▸ **УСЛОВИЕ ЗАДАНИЯ**
Сократите абзац из текста для чтения, который начинается словами «Подобный труд является», сохранив его основные факты.

▸ **ТЕКСТ ДЛЯ ЧТЕНИЯ**
■ ■ ■

Подобный труд является в истории развития критической мысли трудом этапным, дающим начало целому направлению. Он свидетельствует о том, что мышление его автора было чрезвычайно острым и требовательным, что автор с презрением относился как к легкости, так и к трудностям, то есть не искал легкого пути, но и не избегал сложностей, чрезвычайно заботясь о строгости и чистоте анализа и проявляя неистощимый пыл в исследованиях: «Первый ключ к мудрости, — говорит он, — это умение усердно и постоянно задаваться вопросами… именно сомневаясь мы приходим к необходимости вести исследования, именно исследуя, мы постигаем истину». Подобная программа превосходно подходит для того, чтобы увлечь молодежь, очень требовательную в поисках истины, молодежь, пренебрежительно относящуюся к ложной осторожности, той самой, что проявляют люди, которые, страшась поставить под угрозу всеми признанную истину, соглашаются на искусственное сближение и примирение различных воззрений либо на уклончивое истолкование тех или иных текстов.

Трактат «Да и Нет» закладывал основы метода, которому предстояло позднее стать методом схоластики; Абеляр не был создателем этого метода, но он дал ему рациональное, разумное основание, «установив технический закон всякого умозрительного построения в философии и в теологии». Различные трактаты Фомы Аквинского тоже будут последовательно «выстраивать» для сопоставления противоречивые мнения и идеи, касающиеся определенного предмета рассмотрения, для того чтобы в конце концов при симметричном их сличении из явных противоречий «извлечь» некое позитивное заключение. Итак, чтение или изучение текста позволяло извлечь глубинный, иногда скрытый смысл (что тогда именовали «сентенцией», «sententia»). Это происходило благодаря спору (или дискуссии, «disputatio»), в ходе которого подвергался анализу сам текст, производились сличения и сравнения, ставились вопросы для того, чтобы выявить сокровенный смысл этого текста во всей его полноте. Понять, насколько велико было влияние Абеляра на других философов, можно, если мы обратим внимание на следующий факт: вопросы, им поставленные, «перешли» почти в неизменном виде в книги, которые стали впоследствии классическими учебниками средневековых школяров, а позднее — студентов, например в книгу Петра Ломбардского «Сентенции»; так было с вопросом № 2, каковой касался «материи», имевшей основополагающее значение для верующего, ибо речь шла об определении веры: «Вера распространяется лишь на вещи неявные». Абеляр собирает цитаты из текстов, где определяется сфера веры: «fides est de non visis», «вещи невидимые». Доказательства, приводимые им, а затем воспроизведенные всеми схоластами, в конце концов заставляли признать, что относительно феноменов, доступных органам чувств, или же истин, которые можно постичь одной только силой разума, вопрос о вере не стоит, а речь идет всего лишь о рациональном, разумном знании; вера имеет отношение к тому, что неподвластно чувствам, разум не может самостоятельно воспринять и постичь: «Понимать и верить — это разные вещи, подобно тому, как знать и воспринимать явным образом — тоже разные вещи; вера есть суть принятие вещей неявных, невидимых, знание же есть суть познание вещей самих по себе на собственном опыте, поскольку они в данный момент нам представлены».

■ ■ ■

▸ **ВЫДЕРЖКА ИЗ ДАННЫХ**

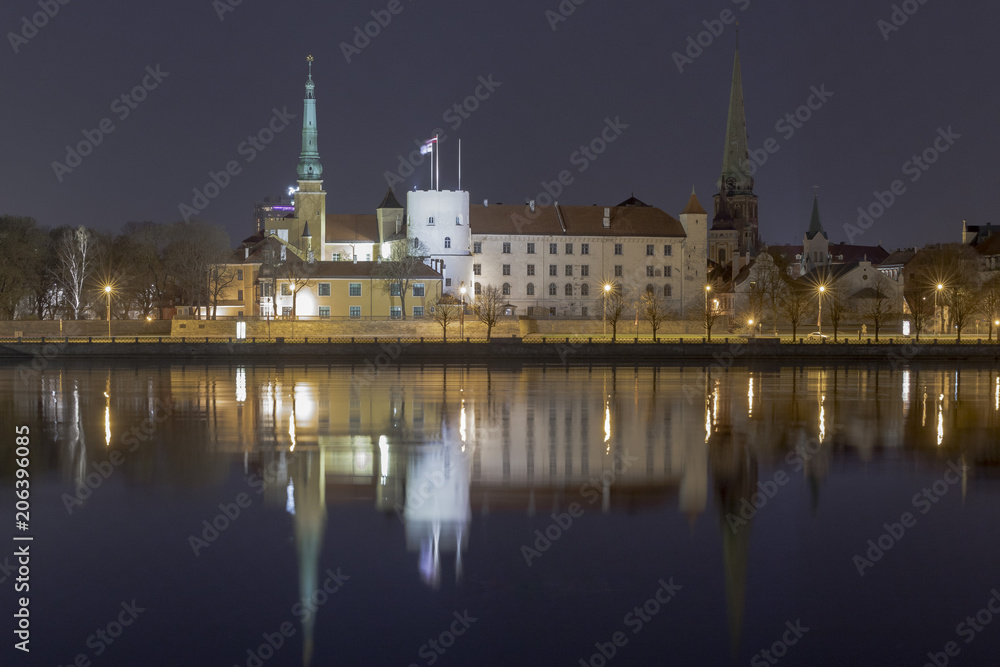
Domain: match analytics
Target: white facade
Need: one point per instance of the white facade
(440, 220)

■ ■ ■

▸ **ПИСЬМЕННЫЙ ОТВЕТ**
Этот труд стал в истории критической мысли этапным и положил начало целому направлению. Он показывает, что его автор мыслил остро и требовательно: не искал легкого пути, но и не избегал трудностей, заботился о строгости и чистоте анализа и с неистощимым пылом вел исследования. Автор считал, что первый ключ к мудрости — усердно и постоянно задаваться вопросами: сомнение ведет к исследованию, а исследование — к истине. Такая программа отлично подходит для того, чтобы увлечь требовательную к истине молодежь. Эта молодежь презирает ложную осторожность людей, которые из страха за общепризнанную истину соглашаются на искусственное примирение разных взглядов или на уклончивое толкование текстов.